Task to carry out :: Line by line, output the data that follows exactly as written.

(Stored items)

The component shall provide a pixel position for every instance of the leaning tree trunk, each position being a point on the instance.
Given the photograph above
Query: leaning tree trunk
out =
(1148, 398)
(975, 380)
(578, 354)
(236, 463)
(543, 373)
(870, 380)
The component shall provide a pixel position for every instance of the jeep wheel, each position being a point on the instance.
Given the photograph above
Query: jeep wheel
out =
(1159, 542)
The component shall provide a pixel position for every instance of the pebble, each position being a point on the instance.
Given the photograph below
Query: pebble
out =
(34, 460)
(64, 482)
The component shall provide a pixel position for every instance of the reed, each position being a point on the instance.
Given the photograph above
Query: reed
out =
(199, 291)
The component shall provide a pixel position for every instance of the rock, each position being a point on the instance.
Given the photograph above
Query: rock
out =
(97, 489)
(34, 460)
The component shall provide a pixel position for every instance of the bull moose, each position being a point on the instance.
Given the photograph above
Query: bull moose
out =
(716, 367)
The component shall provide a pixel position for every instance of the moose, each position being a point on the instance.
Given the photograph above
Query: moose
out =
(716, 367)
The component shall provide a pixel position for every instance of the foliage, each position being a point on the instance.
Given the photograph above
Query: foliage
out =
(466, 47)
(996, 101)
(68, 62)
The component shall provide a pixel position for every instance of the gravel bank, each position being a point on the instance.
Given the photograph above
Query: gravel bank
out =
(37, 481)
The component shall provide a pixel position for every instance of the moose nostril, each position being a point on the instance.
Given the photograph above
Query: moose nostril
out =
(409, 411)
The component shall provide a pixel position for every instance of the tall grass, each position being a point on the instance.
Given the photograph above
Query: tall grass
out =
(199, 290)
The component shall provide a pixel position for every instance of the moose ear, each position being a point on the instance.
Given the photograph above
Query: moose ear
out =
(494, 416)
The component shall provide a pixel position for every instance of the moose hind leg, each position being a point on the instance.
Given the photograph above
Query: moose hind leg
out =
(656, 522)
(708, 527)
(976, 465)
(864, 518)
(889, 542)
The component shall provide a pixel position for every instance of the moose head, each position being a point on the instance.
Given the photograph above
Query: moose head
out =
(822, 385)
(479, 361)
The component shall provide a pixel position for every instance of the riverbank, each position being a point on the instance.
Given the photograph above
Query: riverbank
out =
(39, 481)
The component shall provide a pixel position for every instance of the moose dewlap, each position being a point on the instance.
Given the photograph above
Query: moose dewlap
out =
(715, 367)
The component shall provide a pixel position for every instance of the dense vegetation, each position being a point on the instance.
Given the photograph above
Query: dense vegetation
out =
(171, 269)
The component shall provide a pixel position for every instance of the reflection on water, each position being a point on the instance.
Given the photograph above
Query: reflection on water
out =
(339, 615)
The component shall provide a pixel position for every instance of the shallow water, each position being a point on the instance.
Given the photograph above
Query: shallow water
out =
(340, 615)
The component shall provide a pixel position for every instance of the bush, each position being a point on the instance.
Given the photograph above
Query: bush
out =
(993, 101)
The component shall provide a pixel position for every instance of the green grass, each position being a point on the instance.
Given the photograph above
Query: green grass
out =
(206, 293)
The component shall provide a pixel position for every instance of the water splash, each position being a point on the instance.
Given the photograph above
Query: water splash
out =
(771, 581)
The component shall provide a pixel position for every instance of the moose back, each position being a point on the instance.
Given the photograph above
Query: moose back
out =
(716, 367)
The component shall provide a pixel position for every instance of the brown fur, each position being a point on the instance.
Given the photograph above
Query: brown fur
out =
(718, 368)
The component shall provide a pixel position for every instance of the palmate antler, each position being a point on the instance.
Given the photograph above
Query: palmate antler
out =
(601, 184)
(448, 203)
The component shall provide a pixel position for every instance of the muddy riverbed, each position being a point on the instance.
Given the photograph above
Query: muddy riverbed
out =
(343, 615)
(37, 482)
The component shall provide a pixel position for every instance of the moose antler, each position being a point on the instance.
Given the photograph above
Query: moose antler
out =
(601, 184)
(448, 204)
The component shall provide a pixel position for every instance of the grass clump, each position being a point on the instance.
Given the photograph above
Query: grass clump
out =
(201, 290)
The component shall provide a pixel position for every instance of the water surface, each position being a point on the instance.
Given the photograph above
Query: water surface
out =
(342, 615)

Task solution ::
The component shall provide a pixel position for every instance of the leaning tree trunk, each position being a point on the instance.
Given the photograph above
Query: leaning tree trunk
out =
(1148, 398)
(975, 380)
(578, 354)
(236, 463)
(543, 373)
(870, 380)
The component shall provide a pixel position for every instance of the jeep wheel, each position being a point on the instance.
Given the photograph above
Query: jeep wheel
out =
(1159, 542)
The component shall provide a pixel position for every instance of the pebble, each position being a point on the instance.
Given the photograph below
Query: pebble
out =
(34, 460)
(64, 482)
The component shall provide a pixel position for every instance of the reed, each position being a point on the instance.
Given the photograph above
Query: reed
out =
(199, 291)
The component shall provide a pixel position for every instance of the rock, each position being a point on the instance.
Given the photograph above
Query: rock
out =
(97, 489)
(34, 460)
The component shall provide a pixel position for every instance of the bull moose, each position being a point on the instance.
Given the photograph above
Query: bull moose
out =
(716, 367)
The component shall provide a pixel position for every instance of the moose, each position being a point on the instance.
Given the photograph above
Query: moose
out =
(716, 367)
The component shall provide a pixel position for every instance of the foliage, each position being a point on the instance.
Given the photograph above
Query: foliage
out =
(466, 47)
(996, 101)
(68, 62)
The component shall provide a pixel position for every instance of the gravel bank, each position being a point on the instance.
Given the photograph above
Query: gravel bank
out =
(37, 481)
The component shall provide a pixel position for every instance of the moose nostril, each position being a point on the instance.
Given the photograph above
Query: moose nostril
out =
(409, 411)
The component shall provide a pixel position for every instance of the tall grass, each position being a point on the instance.
Given the photograph above
Query: tall grass
out =
(199, 290)
The component shall provide a pixel position for every instance of the moose ear, each position being a point on the instance.
Given the photograph above
Query: moose ear
out =
(494, 416)
The component shall provide a pixel position for every instance of the moose hind leg, each position being a point on the instance.
Given the photograph above
Query: moose hind leg
out =
(656, 522)
(708, 527)
(976, 465)
(864, 518)
(889, 542)
The component shall provide a pixel position for every instance of the moose head, each position being a point on the instance.
Given the photograph above
Query: moose head
out =
(822, 385)
(479, 361)
The component shall provide a pixel position for every instance of the riverbank, each position being a point on the instance.
Given the photograph above
Query: riverbank
out =
(39, 481)
The component shall provide a pixel position for every instance of the moose dewlap, each position being a point on the instance.
Given the photograph above
Query: moose dewlap
out =
(715, 367)
The component shall provide a pixel position for every instance of the dense vegetation, each position being a point on the instance.
Given the photograph above
Query: dense vegetation
out =
(171, 269)
The component shall provide a pixel position for every instance of the reflection on water, each position being a point on the instance.
Given the photograph above
Query: reflection on water
out =
(339, 615)
The component shall provide a pixel position for every instance of the shallow water, each position being a point on the instance.
Given the photograph above
Query: shallow water
out =
(340, 615)
The component shall provide a pixel position for every instance of the bush, each position being a point on the instance.
Given the photograph above
Query: bush
out =
(993, 101)
The component shall provide a pixel position for every instance of the green grass, each position being a point on the instance.
Given the photograph above
Query: green grass
out =
(206, 293)
The component shall provide a pixel position for every instance of the water splash, each position being a point on the instance.
Given the photograph above
Query: water splash
out =
(771, 581)
The component shall provide a pixel position for every instance of the moose back, each position being a point on the instance.
Given the photograph above
Query: moose back
out =
(716, 367)
The component shall provide a pixel position for every instance of the brown fur, each position being a point on the instance.
Given the photograph above
Query: brown fur
out =
(718, 368)
The component shall provide a pixel position for every instance of the palmate antler, each position being a point on the instance.
Given the photograph above
Query: palmate antler
out =
(601, 184)
(448, 203)
The component shall provide a pixel position for every instance of the muddy riverbed, each position being a point on the instance.
Given the photograph above
Query: muddy riverbed
out =
(343, 615)
(37, 482)
The component shall provide a pixel position for every instance of the moose antler, each position being a point on the instance.
Given the photograph above
Query: moose antler
out =
(601, 184)
(448, 204)
The component shall provide a pixel position for every instance of the grass clump, each position being a point on the instance.
Given the photograph above
Query: grass clump
out =
(201, 290)
The component shall provide a pixel position for every instance of the water surface, each position being a point on the instance.
Given the photograph above
Query: water surface
out =
(342, 615)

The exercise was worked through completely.